» **Tasks and exercises**:
**A)** According to the text on the U.S. men's national beach soccer team, in what year did the United States hold the first ever professional beach soccer event?
**B)** In the text on the U.S. men's national beach soccer team, switch "play-offs" to "knockout stage" in the passage between "FIFA Beach Soccer World Cup era" and "to the play-offs.", inclusive, and give the revised passage.

» **Text excerpt**:
- - - -

The United States men's national beach soccer team represents the United States in international beach soccer competitions and is controlled by the USSF, the governing body for soccer in the United States.

History

Early years
The sport of beach soccer originated in Brazil, where locals played soccer on the beaches for recreation. In 1992, the United States created official rules and a national team for the South American sport, which led other countries to do the same. Then in 1993, the United States held the first ever professional beach soccer event, which included national teams from Brazil, Argentina, and Italy. A year later in 1994, the U.S. team competed in the first ever Beach Soccer World Championship tournament in Brazil. The U.S. team competed in World Championships again in 1995 and 1997.

FIFA Beach Soccer World Cup era
The sport of beach soccer, and the United States national beach soccer team, became a recognized part of FIFA – the main international governing body of soccer – in 2005, in which CONCACAF – the Confederation of North & Central America and Caribbean Association Football – became the officiating body for qualifying tournaments. The U.S. national beach soccer team went on to compete in FIFA Beach Soccer World Cup tournaments from 2005 through 2013 against some of the 98 total national teams from all around the world.

In 2005, the U.S. team made it to the World Cup in Brazil. In the group stages, they were unable to win either of their games, resulting in them not making it through to the play-offs.

- - - -

» **Data listing**:

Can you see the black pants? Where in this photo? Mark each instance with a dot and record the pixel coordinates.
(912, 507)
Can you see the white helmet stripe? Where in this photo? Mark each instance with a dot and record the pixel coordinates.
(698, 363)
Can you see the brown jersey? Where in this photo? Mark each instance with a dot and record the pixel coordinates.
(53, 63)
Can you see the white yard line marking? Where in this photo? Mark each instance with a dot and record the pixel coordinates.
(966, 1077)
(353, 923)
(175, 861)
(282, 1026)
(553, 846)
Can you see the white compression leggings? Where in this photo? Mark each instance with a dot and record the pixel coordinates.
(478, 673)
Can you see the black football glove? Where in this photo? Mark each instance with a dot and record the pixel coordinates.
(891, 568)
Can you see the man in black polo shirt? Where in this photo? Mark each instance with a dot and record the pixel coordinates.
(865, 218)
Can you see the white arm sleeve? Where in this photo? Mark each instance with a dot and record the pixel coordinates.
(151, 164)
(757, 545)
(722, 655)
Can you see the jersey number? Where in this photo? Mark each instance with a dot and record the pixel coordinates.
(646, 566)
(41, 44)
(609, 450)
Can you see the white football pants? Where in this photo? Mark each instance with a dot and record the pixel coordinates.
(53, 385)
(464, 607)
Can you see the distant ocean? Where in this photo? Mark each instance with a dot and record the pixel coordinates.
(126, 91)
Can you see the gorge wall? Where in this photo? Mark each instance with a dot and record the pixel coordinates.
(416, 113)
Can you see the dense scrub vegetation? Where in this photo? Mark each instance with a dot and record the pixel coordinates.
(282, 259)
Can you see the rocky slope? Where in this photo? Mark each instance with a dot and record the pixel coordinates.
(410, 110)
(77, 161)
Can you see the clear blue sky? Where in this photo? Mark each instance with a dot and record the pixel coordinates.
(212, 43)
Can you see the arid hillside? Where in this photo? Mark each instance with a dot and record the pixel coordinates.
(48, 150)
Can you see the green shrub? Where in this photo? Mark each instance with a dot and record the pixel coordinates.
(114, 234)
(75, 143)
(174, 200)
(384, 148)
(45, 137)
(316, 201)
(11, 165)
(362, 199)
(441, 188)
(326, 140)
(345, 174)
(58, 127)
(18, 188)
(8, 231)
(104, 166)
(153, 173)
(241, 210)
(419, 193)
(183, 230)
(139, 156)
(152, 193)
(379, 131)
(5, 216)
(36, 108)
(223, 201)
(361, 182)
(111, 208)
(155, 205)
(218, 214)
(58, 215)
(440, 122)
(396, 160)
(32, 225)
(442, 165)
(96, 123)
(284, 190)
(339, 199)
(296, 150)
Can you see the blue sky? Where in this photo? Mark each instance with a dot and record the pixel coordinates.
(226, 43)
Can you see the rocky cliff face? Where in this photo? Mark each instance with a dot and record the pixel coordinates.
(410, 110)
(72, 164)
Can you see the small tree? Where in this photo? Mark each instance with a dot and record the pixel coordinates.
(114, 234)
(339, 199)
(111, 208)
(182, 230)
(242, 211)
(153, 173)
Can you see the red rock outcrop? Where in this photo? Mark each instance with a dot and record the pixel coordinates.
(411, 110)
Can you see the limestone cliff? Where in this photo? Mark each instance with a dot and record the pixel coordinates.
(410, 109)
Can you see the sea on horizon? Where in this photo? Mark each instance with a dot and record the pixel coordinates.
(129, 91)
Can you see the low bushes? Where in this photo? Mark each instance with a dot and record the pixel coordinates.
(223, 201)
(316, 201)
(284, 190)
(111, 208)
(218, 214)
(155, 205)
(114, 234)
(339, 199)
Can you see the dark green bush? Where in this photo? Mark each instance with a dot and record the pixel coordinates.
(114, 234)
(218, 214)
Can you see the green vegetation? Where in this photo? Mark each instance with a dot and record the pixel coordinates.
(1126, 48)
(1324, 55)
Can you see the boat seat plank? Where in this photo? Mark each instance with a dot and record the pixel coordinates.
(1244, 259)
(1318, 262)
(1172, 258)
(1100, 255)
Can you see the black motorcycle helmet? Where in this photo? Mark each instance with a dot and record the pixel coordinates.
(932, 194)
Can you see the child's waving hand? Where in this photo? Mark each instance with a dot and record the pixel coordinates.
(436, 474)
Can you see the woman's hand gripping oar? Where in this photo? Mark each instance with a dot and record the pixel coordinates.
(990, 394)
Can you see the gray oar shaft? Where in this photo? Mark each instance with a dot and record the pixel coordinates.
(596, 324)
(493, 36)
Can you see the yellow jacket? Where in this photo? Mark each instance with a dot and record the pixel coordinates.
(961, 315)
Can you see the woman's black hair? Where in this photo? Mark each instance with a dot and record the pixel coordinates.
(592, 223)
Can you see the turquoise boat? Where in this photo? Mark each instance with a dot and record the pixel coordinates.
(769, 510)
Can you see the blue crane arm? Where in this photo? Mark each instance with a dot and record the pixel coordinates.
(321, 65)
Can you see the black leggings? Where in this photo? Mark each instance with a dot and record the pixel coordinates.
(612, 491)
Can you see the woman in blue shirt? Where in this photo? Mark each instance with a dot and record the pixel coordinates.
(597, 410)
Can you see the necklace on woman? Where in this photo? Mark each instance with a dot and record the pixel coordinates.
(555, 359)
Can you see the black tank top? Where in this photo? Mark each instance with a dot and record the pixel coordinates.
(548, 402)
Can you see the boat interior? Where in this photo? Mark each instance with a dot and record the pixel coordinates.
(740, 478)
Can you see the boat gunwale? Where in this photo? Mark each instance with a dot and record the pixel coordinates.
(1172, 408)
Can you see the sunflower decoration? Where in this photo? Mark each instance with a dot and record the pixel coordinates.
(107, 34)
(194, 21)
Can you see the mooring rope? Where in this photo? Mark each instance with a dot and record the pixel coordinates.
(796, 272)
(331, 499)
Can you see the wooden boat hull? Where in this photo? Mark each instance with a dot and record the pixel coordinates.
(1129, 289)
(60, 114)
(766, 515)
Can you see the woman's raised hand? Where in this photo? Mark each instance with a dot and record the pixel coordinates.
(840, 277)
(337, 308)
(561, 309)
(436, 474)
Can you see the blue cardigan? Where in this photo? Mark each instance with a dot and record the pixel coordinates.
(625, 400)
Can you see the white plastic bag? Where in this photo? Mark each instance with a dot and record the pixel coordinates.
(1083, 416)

- - - -

» **Per-task answers**:
**A)** 1993

**B)**
FIFA Beach Soccer World Cup era
The sport of beach soccer, and the United States national beach soccer team, became a recognized part of FIFA – the main international governing body of soccer – in 2005, in which CONCACAF – the Confederation of North & Central America and Caribbean Association Football – became the officiating body for qualifying tournaments. The U.S. national beach soccer team went on to compete in FIFA Beach Soccer World Cup tournaments from 2005 through 2013 against some of the 98 total national teams from all around the world.

In 2005, the U.S. team made it to the World Cup in Brazil. In the group stages, they were unable to win either of their games, resulting in them not making it through to the knockout stage.